The task:
Express the lines from the one containing "Where does a point fall on the stone terrace?" through the last line as a JSON list of strings, one string per line, skipping any blank lines.
— Start —
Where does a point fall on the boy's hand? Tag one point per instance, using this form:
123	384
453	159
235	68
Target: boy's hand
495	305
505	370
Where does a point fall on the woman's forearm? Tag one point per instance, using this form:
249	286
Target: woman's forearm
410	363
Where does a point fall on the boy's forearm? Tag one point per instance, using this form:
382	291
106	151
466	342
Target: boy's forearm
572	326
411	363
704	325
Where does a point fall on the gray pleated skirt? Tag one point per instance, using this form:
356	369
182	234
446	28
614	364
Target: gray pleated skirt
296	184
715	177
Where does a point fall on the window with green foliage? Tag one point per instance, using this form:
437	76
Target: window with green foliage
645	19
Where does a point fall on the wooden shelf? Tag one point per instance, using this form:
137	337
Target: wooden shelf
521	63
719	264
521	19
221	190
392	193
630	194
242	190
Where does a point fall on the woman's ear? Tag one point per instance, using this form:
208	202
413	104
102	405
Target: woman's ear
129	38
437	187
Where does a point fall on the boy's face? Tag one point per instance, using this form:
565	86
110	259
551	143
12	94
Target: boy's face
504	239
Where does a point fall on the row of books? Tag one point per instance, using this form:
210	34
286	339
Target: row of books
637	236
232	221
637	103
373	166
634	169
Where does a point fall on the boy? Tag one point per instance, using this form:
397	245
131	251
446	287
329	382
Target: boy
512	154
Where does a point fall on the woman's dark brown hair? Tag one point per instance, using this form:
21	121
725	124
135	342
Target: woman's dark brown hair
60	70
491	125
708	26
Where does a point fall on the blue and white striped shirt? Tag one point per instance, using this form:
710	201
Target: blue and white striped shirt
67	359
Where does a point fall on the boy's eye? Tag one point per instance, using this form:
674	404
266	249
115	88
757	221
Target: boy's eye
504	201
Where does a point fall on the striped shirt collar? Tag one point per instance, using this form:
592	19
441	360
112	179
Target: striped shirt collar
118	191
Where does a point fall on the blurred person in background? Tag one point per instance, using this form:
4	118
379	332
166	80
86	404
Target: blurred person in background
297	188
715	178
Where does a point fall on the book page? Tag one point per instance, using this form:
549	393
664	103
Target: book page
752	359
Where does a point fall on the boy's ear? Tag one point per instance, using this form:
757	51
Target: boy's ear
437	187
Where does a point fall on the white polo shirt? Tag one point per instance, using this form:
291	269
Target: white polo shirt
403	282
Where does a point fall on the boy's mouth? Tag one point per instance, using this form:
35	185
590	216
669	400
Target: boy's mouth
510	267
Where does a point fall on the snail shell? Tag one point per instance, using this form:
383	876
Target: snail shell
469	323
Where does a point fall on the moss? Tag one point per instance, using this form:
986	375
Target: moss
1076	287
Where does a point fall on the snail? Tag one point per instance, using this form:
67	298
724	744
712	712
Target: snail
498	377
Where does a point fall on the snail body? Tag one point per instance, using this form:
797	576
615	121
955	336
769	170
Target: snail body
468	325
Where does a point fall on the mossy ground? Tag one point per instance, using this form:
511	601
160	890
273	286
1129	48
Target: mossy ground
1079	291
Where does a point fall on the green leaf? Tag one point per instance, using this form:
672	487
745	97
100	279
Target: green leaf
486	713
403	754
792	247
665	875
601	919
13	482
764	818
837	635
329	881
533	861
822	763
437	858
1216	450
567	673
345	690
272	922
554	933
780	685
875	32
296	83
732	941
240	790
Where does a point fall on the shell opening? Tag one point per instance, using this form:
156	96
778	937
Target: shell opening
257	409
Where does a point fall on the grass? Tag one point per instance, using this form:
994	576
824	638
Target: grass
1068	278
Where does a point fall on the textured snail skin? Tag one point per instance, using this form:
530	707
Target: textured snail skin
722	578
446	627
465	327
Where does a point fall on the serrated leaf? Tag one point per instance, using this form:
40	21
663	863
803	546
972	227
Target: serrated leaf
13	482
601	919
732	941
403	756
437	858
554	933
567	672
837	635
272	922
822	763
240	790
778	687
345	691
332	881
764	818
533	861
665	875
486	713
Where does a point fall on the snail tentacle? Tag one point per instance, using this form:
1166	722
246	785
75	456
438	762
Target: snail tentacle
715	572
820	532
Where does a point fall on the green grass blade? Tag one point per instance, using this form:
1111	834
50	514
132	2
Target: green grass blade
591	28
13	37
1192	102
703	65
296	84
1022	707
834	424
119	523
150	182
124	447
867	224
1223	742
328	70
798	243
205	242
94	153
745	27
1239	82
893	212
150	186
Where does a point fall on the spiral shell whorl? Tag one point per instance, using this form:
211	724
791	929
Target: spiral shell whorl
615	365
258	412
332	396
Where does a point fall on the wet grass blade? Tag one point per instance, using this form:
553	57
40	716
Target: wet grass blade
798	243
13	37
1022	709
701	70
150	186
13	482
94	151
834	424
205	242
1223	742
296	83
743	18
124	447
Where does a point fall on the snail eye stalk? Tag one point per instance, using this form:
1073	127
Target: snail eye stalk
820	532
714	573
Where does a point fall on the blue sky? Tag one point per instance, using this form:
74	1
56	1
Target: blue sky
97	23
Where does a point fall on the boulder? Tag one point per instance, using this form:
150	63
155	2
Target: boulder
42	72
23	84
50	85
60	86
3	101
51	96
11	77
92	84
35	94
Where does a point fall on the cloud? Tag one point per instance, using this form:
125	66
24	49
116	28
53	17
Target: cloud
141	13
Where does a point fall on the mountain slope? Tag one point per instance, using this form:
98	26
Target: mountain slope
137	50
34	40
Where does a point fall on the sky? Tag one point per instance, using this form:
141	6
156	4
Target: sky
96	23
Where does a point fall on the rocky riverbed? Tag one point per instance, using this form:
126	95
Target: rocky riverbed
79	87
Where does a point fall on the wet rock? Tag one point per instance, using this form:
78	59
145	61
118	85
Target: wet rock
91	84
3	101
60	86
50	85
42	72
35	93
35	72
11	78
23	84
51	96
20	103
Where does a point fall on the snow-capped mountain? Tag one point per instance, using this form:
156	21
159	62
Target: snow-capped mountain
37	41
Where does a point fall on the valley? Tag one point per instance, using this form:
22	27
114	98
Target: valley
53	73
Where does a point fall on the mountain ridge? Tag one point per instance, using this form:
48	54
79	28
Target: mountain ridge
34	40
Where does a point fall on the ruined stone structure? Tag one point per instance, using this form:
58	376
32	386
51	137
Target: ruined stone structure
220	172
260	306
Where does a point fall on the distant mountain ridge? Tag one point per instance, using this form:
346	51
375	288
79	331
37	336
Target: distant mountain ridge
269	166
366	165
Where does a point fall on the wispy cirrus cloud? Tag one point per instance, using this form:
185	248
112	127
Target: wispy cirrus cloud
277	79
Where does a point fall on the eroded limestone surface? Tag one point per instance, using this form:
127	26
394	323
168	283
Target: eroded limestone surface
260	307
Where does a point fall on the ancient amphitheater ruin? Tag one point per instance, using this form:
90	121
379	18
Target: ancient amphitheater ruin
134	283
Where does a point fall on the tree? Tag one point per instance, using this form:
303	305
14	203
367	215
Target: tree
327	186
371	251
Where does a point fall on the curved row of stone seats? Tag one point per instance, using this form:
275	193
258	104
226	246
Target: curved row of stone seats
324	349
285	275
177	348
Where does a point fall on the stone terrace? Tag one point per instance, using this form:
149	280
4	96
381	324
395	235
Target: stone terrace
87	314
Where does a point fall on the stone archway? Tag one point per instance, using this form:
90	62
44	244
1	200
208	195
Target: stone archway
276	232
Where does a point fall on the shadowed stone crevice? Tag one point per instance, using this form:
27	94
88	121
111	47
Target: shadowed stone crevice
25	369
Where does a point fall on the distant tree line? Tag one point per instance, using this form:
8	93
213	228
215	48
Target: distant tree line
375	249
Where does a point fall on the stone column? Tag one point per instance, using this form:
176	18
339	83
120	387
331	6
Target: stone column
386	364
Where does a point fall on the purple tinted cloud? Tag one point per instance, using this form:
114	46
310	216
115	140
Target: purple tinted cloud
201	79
— End —
Finished exercise:
[
  "Where does a point fall on the stone terrace? Tag one point per instance, using this form:",
  "149\t280",
  "4\t96",
  "381\t324",
  "395\t235",
  "Target: stone terrace",
  "87\t314",
  "Where does a point fall on the stone archway? Tag one point per instance, using this form:",
  "90\t62",
  "44\t244",
  "1\t200",
  "208\t195",
  "Target: stone archway",
  "276\t232",
  "Where does a point fall on the shadowed stone crevice? Tag one point per instance, using this form:",
  "27\t94",
  "88\t121",
  "111\t47",
  "Target: shadowed stone crevice",
  "25\t369",
  "Where does a point fall on the distant tree line? Tag one point per instance, using this form:",
  "8\t93",
  "213\t228",
  "215\t48",
  "Target: distant tree line",
  "375\t249",
  "Where does a point fall on the stone column? Tag one point per instance, using this form:",
  "176\t18",
  "339\t83",
  "120\t387",
  "331\t6",
  "Target: stone column",
  "386\t364",
  "Where does a point fall on the purple tinted cloud? Tag one point per instance, using this form:",
  "114\t46",
  "310\t216",
  "115\t140",
  "Target: purple tinted cloud",
  "201\t79"
]